Can you repeat the rows below, starting at the line that contains "Tag every instance of the girl's head" and ending at the last row, with every request kept and each point coordinate multiplied by 2.25 and rounded to a whole number (halves round up)? Give only those lines, and leave the pictures out.

>>>

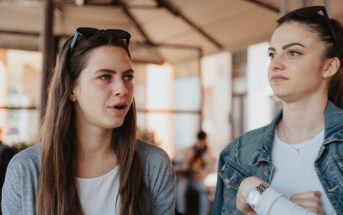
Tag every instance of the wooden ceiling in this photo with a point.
(162, 30)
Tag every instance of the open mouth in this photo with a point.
(119, 107)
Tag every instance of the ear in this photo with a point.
(331, 67)
(72, 96)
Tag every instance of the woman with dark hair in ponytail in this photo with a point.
(294, 165)
(89, 161)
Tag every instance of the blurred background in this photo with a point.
(199, 64)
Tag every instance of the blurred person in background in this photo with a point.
(293, 165)
(89, 161)
(6, 153)
(192, 166)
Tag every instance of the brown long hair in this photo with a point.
(57, 193)
(318, 24)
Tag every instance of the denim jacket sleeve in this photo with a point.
(229, 178)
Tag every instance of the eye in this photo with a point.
(271, 55)
(128, 77)
(293, 53)
(105, 77)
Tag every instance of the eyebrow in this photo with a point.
(113, 71)
(287, 46)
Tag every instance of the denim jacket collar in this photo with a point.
(333, 124)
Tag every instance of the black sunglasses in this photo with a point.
(309, 12)
(88, 32)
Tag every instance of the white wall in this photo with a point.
(258, 109)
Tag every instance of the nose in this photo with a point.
(119, 88)
(276, 63)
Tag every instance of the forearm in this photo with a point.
(273, 202)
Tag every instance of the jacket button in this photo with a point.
(265, 172)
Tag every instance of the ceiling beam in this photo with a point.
(167, 4)
(264, 5)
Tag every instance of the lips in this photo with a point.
(119, 108)
(276, 78)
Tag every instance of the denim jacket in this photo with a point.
(250, 155)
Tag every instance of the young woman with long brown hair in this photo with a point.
(89, 161)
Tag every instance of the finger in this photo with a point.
(306, 195)
(314, 203)
(249, 211)
(317, 210)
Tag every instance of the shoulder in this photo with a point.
(150, 154)
(27, 160)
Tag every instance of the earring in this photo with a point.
(72, 98)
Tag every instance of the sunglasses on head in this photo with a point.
(88, 32)
(310, 12)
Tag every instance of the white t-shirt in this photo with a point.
(295, 173)
(98, 195)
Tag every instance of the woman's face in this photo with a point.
(103, 92)
(297, 56)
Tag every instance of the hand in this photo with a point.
(241, 197)
(310, 200)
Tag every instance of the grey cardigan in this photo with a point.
(18, 194)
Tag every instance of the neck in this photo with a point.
(93, 141)
(301, 120)
(94, 153)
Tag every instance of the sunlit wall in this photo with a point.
(159, 101)
(3, 92)
(259, 94)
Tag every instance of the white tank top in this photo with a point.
(295, 173)
(98, 195)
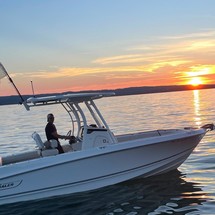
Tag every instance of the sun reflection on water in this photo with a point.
(196, 104)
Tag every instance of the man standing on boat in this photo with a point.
(51, 132)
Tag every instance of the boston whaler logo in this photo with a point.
(8, 185)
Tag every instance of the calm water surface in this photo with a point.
(188, 190)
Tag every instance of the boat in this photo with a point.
(95, 158)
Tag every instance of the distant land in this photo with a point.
(15, 99)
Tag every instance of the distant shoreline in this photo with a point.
(14, 99)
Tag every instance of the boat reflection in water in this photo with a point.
(168, 193)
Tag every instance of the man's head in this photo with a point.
(50, 117)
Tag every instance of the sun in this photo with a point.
(196, 81)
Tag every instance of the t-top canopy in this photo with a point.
(73, 97)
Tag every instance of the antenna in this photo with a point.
(32, 87)
(3, 72)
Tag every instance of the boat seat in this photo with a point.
(44, 151)
(38, 140)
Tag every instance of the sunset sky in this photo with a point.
(74, 45)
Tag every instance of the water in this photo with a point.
(188, 190)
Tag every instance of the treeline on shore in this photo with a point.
(15, 99)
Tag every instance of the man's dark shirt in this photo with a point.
(50, 128)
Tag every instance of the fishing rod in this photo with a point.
(5, 73)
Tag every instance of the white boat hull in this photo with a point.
(97, 167)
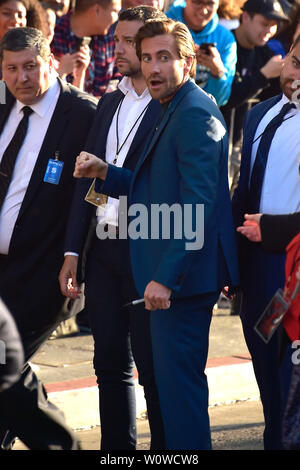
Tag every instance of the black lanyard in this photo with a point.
(117, 129)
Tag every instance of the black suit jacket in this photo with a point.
(82, 213)
(29, 276)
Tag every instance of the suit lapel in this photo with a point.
(50, 144)
(5, 109)
(108, 111)
(251, 126)
(144, 130)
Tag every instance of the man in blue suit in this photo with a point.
(124, 119)
(269, 183)
(183, 166)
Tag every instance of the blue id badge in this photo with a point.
(53, 171)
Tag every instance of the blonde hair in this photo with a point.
(183, 40)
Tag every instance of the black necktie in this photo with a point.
(261, 158)
(10, 154)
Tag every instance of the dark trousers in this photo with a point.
(180, 347)
(122, 337)
(24, 408)
(265, 274)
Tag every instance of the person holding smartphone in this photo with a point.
(215, 46)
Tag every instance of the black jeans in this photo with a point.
(122, 337)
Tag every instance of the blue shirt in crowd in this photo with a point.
(220, 88)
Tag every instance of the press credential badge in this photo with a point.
(54, 170)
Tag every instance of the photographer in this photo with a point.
(216, 46)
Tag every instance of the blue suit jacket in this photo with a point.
(184, 162)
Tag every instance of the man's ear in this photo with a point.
(188, 64)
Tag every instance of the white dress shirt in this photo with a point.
(38, 124)
(130, 109)
(281, 185)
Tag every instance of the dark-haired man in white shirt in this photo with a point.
(123, 122)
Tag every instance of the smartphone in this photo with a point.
(81, 42)
(206, 45)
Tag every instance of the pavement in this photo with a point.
(65, 367)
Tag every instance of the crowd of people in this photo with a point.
(143, 101)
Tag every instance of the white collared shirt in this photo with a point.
(281, 185)
(129, 110)
(38, 125)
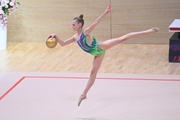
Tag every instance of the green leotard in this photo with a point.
(92, 48)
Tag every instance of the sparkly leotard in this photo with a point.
(92, 48)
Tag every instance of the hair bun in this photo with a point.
(81, 16)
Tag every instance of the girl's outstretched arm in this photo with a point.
(61, 42)
(88, 30)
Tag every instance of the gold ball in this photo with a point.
(51, 42)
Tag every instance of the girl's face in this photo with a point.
(75, 25)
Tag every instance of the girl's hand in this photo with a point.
(108, 9)
(51, 36)
(82, 97)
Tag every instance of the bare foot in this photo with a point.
(82, 97)
(155, 29)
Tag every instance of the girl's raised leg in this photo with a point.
(112, 42)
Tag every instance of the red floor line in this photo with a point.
(12, 88)
(75, 77)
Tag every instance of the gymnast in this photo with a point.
(91, 46)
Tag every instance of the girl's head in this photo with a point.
(77, 22)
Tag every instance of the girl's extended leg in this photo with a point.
(112, 42)
(96, 65)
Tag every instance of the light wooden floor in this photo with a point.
(121, 59)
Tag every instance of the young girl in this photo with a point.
(91, 46)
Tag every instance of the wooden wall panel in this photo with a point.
(129, 15)
(36, 19)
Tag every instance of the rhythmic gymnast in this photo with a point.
(90, 45)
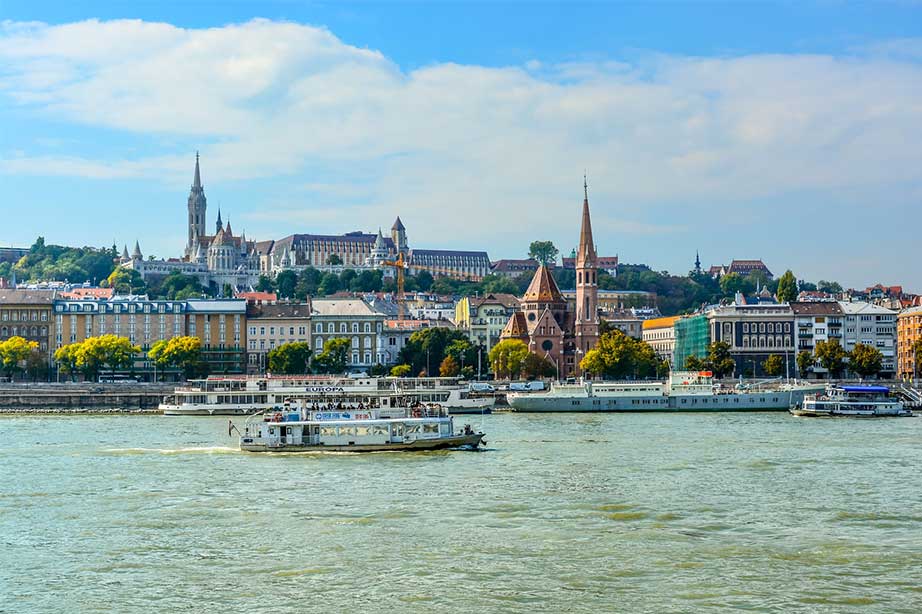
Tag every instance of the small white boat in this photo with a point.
(852, 402)
(356, 430)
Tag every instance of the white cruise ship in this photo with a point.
(242, 395)
(683, 391)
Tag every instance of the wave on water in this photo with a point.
(194, 450)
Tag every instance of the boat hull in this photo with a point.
(754, 401)
(472, 441)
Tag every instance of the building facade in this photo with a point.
(351, 319)
(483, 318)
(659, 334)
(909, 330)
(27, 314)
(270, 325)
(755, 332)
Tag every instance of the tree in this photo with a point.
(290, 358)
(805, 362)
(534, 367)
(773, 365)
(184, 353)
(507, 356)
(619, 356)
(719, 360)
(865, 360)
(787, 287)
(334, 357)
(285, 281)
(14, 351)
(831, 356)
(543, 251)
(449, 367)
(105, 351)
(264, 284)
(126, 281)
(400, 371)
(66, 358)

<<<

**Correct answer**
Tag every instance of the girl's head in this photo with a point.
(173, 50)
Tag every instance of the girl's extended leg in this photo with a point.
(252, 95)
(216, 146)
Tag every instance of the light wooden floor in this photo with a point.
(272, 133)
Tag every instance of the young girl in this photo with a point.
(205, 104)
Tag every instance of the wooden wall panel in this photo with a point.
(290, 34)
(81, 43)
Tag every instance of the rhythmic gymnast in this photo with a point.
(203, 101)
Tag every instance of the small white boat in this photo with a point.
(1917, 905)
(801, 968)
Tag every instance of the white cruise ship in this photo with a point.
(545, 889)
(1537, 880)
Tag every instance of the wave on water in this photo with a point.
(437, 1013)
Tag every instance of the boat hull in this photo with a point.
(1697, 902)
(1062, 992)
Tag every instance of the building facade in this photo with a point.
(790, 718)
(1087, 716)
(1483, 752)
(2045, 743)
(61, 707)
(608, 731)
(1699, 747)
Tag every instance of the tree in this photo with a point.
(653, 806)
(1811, 815)
(1202, 826)
(1739, 821)
(414, 794)
(1141, 801)
(1393, 801)
(1618, 810)
(1946, 810)
(1771, 646)
(752, 803)
(641, 632)
(32, 790)
(1870, 801)
(1222, 565)
(1010, 826)
(236, 790)
(594, 639)
(284, 632)
(900, 835)
(149, 806)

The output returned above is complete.